### Suas tarefas:
• 1. Reescreva de forma mais curta o parágrafo do texto sobre Brasília que começa com "Pobre Brasília", mantendo seus fatos principais.
• 2. Transcreva do texto sobre Brasília tudo o que vai desde "Talvez tenha sido" até "quadradinho.".
#### Texto para leitura
A
Brasília que Hollywood verá é a pior delas. Existe amor em BsB .Democracia em
Vertigem mostrará ao mundo uma cidade gelada e vazia. Não se enganem: a
verdadeira capital do Brasil é outra. (*Por Conceição Freitas)
Brasília
nunca terá, em sua história, tantos visitantes (virtuais) numa só noite, a de 9
de fevereiro próximo. A se levar em conta a audiência do ano passado, 26,5
milhões de adoradores do cinema devem assistir à entrega do Oscar, em Los
Angeles. Por segundos que seja, o maior sítio moderno do mundo estará nos
telões do Teatro Dolby e nas telinhas domésticas do planeta.
Pobre
Brasília, mais uma vez será julgada pelos seus mais graves defeitos – a
monumentalidade excessiva (pleonasmo necessário) e sua frieza de mármore no
deserto. As imagens da cidade em Democracia em Vertigem se resumem ao circuito
do poder, e não poderia ser diferente, posto que é um documentário político.
O tom de
voz confessional e lamentoso da narradora, a também diretora e produtora Petra
Costa, ajuda a reduzir Brasília a um cemitério, e os ministérios, a túmulos
cartesianamente dispostos. Mesmo quando a câmera dá rasantes sobre o canteiro
central da Esplanada, em dias de grandes manifestações, o que se vê são os
vazios da cidade pontuados de vermelho sobre o verde da grama. Como se o
deserto tivesse sido temporariamente ocupado por um bando de camelos
avermelhados (O coletivo de camelo é cáfila, palavra que deixaria Brasília
ainda mais estranha).
O que
será aquela luz horizontal flutuando na escuridão? Seria o visitante de um
planeta-poético pousando delicados poemas geométricos na noite do Planalto
Central? Mais bela obra de Niemeyer, pro meu gosto, o Palácio da Alvorada surge
numa belíssima imagem noturna à altura de seu esplendor ao mesmo tempo
monástico e diáfano.
Quando
clareia o dia, o Palácio da Alvorada aparece em estado de solidão sepulcral.
Talvez tenha sido mesmo a intenção da diretora, visto que o documentário
acompanha o percurso dos acontecimentos letais para a frágil democracia
brasileira. Mas, novamente, Brasília aparece como um fiapo do que ela é. A
capital dos Três Poderes é a hospedaria eventual dos políticos, mas é a morada
de 3 milhões de brasilienses, mais 1,5 milhão que vive nas bordas do
quadradinho.
########
#### Dados
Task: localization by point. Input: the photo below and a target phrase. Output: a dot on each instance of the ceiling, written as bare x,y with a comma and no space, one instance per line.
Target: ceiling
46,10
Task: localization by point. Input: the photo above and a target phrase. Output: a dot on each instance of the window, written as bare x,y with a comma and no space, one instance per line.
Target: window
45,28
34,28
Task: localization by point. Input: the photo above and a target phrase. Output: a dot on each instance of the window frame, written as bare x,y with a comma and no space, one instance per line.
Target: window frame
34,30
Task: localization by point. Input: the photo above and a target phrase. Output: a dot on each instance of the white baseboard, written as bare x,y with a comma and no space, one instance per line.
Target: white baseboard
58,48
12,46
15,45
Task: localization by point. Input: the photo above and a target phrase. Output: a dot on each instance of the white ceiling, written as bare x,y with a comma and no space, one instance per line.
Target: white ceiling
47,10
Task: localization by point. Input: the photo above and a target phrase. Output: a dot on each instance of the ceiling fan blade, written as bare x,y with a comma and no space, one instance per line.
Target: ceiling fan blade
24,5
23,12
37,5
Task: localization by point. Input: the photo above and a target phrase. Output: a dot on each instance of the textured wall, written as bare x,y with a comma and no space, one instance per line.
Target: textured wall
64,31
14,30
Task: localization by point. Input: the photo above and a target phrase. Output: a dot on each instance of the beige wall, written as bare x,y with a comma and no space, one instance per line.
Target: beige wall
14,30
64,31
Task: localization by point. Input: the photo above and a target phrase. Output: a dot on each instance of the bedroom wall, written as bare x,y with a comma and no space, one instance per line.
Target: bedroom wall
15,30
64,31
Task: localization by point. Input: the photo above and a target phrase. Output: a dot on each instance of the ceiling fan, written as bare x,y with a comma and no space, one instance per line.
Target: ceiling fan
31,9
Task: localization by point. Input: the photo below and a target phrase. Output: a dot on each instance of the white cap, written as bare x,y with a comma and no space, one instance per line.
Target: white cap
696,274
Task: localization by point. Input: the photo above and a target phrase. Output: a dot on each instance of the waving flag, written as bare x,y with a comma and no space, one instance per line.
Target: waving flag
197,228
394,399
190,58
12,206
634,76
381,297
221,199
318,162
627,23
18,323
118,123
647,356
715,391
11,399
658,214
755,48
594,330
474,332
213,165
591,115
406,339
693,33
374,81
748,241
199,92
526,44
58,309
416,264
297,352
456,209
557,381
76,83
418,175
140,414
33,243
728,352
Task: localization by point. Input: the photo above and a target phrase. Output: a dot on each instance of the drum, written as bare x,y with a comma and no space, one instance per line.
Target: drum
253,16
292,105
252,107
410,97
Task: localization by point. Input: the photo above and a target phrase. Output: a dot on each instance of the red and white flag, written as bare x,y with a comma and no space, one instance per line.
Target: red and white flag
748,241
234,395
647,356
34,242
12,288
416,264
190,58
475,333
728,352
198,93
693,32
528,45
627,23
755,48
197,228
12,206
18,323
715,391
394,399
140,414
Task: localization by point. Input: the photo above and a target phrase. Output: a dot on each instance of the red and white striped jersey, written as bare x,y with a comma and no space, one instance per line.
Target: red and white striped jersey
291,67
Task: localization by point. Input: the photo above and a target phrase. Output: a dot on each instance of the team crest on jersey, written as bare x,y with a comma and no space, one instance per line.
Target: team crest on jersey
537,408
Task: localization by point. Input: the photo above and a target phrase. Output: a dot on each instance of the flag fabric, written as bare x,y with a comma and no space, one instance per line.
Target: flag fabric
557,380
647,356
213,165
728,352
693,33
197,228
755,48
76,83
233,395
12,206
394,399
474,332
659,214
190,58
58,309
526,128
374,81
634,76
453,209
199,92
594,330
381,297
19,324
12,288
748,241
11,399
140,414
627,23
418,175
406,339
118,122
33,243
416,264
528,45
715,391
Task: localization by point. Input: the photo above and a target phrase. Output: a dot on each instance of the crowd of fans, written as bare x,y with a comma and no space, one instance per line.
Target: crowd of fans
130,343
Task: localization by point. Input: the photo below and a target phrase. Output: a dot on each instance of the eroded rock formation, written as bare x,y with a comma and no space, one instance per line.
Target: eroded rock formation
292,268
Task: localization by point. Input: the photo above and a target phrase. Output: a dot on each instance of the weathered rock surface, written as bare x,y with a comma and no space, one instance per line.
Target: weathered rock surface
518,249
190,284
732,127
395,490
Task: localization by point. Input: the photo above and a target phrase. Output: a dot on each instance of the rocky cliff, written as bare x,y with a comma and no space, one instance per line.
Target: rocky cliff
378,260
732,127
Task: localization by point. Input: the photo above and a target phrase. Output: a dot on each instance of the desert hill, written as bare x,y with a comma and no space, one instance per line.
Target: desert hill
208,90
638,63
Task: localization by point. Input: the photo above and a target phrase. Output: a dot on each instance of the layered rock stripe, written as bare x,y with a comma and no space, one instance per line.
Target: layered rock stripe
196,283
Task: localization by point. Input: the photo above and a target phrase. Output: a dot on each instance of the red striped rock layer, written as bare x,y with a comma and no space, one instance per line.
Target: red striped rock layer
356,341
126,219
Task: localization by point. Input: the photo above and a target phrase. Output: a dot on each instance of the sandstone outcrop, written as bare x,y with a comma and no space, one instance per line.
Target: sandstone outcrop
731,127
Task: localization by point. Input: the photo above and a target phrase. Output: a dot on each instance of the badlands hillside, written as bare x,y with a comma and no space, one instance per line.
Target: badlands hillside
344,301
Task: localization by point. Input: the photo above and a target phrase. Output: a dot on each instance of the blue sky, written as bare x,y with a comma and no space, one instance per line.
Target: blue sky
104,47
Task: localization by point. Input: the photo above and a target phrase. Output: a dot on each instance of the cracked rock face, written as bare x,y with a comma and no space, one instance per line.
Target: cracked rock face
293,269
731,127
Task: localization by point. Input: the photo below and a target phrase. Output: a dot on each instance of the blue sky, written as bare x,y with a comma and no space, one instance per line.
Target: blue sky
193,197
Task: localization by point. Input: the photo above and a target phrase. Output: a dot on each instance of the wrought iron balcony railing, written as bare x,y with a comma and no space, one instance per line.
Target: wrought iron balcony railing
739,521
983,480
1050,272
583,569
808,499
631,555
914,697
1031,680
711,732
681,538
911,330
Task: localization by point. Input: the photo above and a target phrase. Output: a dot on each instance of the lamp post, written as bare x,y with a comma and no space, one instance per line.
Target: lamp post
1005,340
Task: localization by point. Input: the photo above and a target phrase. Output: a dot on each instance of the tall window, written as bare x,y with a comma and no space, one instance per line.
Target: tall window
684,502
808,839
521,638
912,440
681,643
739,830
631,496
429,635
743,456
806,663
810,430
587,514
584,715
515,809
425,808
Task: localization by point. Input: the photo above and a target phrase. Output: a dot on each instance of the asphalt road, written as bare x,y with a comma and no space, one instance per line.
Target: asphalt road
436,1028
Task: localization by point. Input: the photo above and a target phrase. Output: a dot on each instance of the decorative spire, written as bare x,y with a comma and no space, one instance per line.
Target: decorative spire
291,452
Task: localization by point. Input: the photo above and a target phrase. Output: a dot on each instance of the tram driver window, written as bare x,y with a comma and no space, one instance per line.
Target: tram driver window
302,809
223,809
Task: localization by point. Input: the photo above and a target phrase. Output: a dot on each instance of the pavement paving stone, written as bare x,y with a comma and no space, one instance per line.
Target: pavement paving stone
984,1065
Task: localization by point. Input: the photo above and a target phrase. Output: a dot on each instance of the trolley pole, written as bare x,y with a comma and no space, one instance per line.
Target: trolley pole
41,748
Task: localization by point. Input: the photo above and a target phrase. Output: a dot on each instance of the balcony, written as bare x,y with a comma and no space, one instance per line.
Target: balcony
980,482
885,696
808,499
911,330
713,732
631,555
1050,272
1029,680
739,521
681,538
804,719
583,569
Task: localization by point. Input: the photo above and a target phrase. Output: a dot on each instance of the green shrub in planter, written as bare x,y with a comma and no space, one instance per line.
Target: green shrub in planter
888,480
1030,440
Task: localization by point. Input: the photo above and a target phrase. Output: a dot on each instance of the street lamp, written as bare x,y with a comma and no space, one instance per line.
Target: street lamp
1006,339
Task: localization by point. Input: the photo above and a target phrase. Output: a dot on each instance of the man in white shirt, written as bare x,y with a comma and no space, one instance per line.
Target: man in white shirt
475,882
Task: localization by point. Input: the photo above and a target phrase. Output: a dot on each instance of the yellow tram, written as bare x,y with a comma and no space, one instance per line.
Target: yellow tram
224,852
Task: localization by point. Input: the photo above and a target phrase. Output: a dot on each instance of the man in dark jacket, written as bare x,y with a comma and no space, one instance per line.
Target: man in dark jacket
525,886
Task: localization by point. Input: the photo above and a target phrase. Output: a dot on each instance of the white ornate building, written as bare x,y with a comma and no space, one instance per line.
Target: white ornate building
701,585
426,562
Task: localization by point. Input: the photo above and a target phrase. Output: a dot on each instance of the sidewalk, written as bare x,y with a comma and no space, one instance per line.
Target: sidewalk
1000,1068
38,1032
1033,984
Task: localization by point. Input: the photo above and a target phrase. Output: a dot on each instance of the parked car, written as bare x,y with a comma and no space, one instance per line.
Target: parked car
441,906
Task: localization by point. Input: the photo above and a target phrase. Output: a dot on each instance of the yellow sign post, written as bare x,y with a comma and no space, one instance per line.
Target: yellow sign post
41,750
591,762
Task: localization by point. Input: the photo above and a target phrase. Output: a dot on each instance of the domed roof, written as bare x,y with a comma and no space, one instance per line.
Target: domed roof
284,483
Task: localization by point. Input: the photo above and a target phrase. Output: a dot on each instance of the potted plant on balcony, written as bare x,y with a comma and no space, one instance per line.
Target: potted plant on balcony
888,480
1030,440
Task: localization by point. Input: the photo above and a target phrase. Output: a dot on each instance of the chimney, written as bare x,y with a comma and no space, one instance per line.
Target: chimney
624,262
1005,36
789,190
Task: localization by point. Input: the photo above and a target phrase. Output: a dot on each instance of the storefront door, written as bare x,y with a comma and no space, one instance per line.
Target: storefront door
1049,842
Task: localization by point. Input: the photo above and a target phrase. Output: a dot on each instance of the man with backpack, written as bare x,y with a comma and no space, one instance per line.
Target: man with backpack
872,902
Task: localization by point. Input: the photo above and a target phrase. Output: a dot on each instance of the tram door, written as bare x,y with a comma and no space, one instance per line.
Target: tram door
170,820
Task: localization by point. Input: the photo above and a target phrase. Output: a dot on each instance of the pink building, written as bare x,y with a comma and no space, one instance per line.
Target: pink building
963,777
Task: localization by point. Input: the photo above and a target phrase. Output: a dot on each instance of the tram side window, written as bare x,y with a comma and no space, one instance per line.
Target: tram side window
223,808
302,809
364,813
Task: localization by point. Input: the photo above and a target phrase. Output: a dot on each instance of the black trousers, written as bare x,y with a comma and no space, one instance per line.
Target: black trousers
########
### Respostas por tarefa:
• 1. Brasília será de novo julgada por seus defeitos mais graves, a monumentalidade excessiva e a frieza de mármore no deserto. Em Democracia em Vertigem, as imagens da cidade se limitam ao circuito do poder, o que é inevitável num documentário político.

• 2.
Talvez tenha sido mesmo a intenção da diretora, visto que o documentário
acompanha o percurso dos acontecimentos letais para a frágil democracia
brasileira. Mas, novamente, Brasília aparece como um fiapo do que ela é. A
capital dos Três Poderes é a hospedaria eventual dos políticos, mas é a morada
de 3 milhões de brasilienses, mais 1,5 milhão que vive nas bordas do
quadradinho.